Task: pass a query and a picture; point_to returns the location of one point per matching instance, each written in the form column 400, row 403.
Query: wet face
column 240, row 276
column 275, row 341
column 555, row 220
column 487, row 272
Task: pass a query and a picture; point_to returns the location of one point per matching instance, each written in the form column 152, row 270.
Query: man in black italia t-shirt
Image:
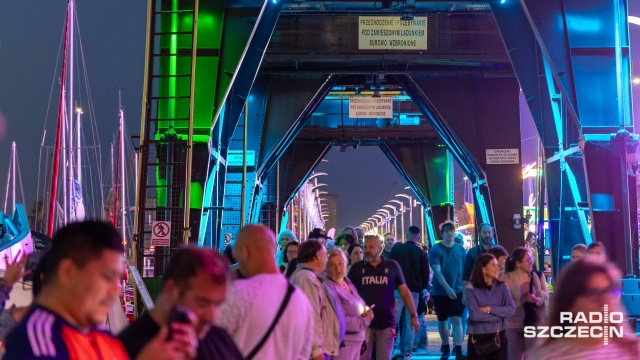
column 196, row 279
column 375, row 279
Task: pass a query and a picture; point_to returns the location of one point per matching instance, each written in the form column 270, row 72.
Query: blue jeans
column 406, row 336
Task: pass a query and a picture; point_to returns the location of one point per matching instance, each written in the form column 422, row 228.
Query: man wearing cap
column 315, row 234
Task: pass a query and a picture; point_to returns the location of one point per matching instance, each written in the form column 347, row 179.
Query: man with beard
column 195, row 280
column 376, row 278
column 485, row 243
column 389, row 241
column 80, row 278
column 446, row 259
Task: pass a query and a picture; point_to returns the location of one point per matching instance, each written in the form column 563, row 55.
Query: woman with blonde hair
column 357, row 316
column 524, row 286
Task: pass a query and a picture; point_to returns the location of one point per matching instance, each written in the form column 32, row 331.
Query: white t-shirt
column 249, row 310
column 566, row 350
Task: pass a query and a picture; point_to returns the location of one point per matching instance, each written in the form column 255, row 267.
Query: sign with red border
column 161, row 233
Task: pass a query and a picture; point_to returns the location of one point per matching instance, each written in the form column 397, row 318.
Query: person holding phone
column 194, row 285
column 376, row 278
column 79, row 280
column 358, row 316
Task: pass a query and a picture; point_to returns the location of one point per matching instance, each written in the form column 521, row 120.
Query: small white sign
column 234, row 158
column 370, row 107
column 392, row 33
column 144, row 293
column 161, row 233
column 503, row 156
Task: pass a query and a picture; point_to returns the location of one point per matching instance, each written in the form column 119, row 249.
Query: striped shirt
column 562, row 349
column 43, row 335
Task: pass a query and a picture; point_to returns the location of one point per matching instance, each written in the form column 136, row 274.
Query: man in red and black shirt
column 80, row 280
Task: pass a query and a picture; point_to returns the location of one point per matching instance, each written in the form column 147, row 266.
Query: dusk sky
column 113, row 38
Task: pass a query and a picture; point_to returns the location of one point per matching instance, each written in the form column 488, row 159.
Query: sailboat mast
column 78, row 158
column 13, row 175
column 122, row 172
column 70, row 109
column 56, row 160
column 65, row 165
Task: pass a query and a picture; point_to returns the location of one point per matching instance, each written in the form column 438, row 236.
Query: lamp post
column 388, row 216
column 381, row 221
column 395, row 218
column 370, row 225
column 410, row 207
column 423, row 225
column 401, row 211
column 375, row 222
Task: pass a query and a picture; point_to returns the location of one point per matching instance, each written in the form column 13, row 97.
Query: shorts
column 446, row 307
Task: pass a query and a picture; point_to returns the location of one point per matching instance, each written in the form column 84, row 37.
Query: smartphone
column 180, row 314
column 33, row 260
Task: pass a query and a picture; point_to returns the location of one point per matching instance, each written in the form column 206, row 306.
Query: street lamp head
column 401, row 209
column 385, row 211
column 316, row 174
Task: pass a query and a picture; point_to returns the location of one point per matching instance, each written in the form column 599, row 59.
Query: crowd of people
column 355, row 297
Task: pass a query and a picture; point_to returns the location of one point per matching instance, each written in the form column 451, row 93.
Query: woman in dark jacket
column 490, row 303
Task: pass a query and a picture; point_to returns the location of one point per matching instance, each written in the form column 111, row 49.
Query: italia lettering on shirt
column 375, row 280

**********

What needs to be done -> Change "matching instance" to "matching object" throughout the items above and give them again with nothing else altered. Leave the pictures out.

The result ->
Task: pass a query and a picture; point_to returns the location of one point per matching object, each written in the form column 400, row 403.
Query: wet face
column 240, row 276
column 275, row 341
column 555, row 220
column 487, row 272
Task: pass a query and a picture; point_to returns the location of one point per matching object, each written in the form column 152, row 270.
Query: man in black italia t-shirt
Image:
column 196, row 279
column 375, row 279
Task: pass a query and a picture; point_to returns the location of one point per matching object, each written in the form column 270, row 72.
Query: blue jeans
column 406, row 336
Task: pass a query and a picture; point_to returns the location of one point per matching object, each written in the form column 422, row 228.
Query: man wearing cap
column 315, row 234
Task: pass a query and a picture; point_to returns the location of one point per matching object, each written in the form column 347, row 179.
Query: man with beard
column 195, row 280
column 376, row 278
column 485, row 243
column 389, row 241
column 80, row 278
column 446, row 259
Task: pass a query and a picture; point_to returns the location of one point per matching object, each written in the form column 563, row 55.
Query: woman with blonde hair
column 357, row 316
column 524, row 286
Task: pass a query and a picture; point_to returns the location of one point per matching object, each written in the form column 32, row 331.
Query: white t-shirt
column 249, row 310
column 566, row 350
Task: pass a query and a picture; point_to returns the location of one point per matching object, each written in the form column 255, row 267.
Query: sign with red border
column 161, row 233
Task: pass a query and a picture; point_to returns the location of one point per matching object, each written in the form column 397, row 318.
Query: person holding phone
column 194, row 285
column 376, row 278
column 79, row 280
column 358, row 316
Task: pass a query and a picture; point_to returns the location of one point per matching object, each written in the form column 521, row 120.
Query: small white sign
column 234, row 158
column 370, row 107
column 392, row 33
column 144, row 293
column 161, row 233
column 503, row 156
Task: pass a query and a picture; point_to returns the location of one point per matching object, each written in the form column 119, row 249.
Query: striped shirt
column 562, row 349
column 43, row 335
Task: pass a query and a picture; point_to returns the location of one point per matching object, each written in the form column 136, row 274.
Query: man in red and black shirt
column 80, row 280
Task: pass a query and a picture; point_to returns the location of one point per matching object, each written in the form column 147, row 266.
Query: dusk sky
column 113, row 38
Task: pass a query and a picture; point_to returns the location of one point per matching object, each written in the form column 488, row 159.
Query: sailboat mast
column 78, row 158
column 13, row 175
column 122, row 172
column 70, row 109
column 56, row 160
column 65, row 165
Task: pass a query and a picture; point_to returns the location of one point per matching object, each written in the form column 438, row 236.
Query: lamp post
column 388, row 216
column 381, row 221
column 395, row 218
column 370, row 225
column 410, row 207
column 423, row 225
column 401, row 211
column 375, row 222
Task: pass a query and a picture; point_to returns the location of one point per matching object, each written in the form column 13, row 97.
Query: shorts
column 446, row 307
Task: pass a query and a picture; point_to returns the location of one point per matching object, each written in the form column 84, row 37.
Query: smartphone
column 180, row 314
column 33, row 260
Task: pass a query and a picture; point_to returns the location of one point per matching object, each written in the form column 206, row 306.
Query: street lamp head
column 401, row 209
column 385, row 211
column 316, row 174
Task: pass a query and a picture; point_to returns the location of one point per matching object, each written in the form column 599, row 59.
Query: crowd of people
column 355, row 297
Task: pass a query and a picture; point_to returns the location of one point per matching object, each written in the form column 451, row 93.
Query: woman in dark jacket
column 490, row 303
Task: pass a query and a picture; point_to returns the location of one point per matching object, each written in the form column 111, row 49.
Query: italia lettering on shirt
column 375, row 280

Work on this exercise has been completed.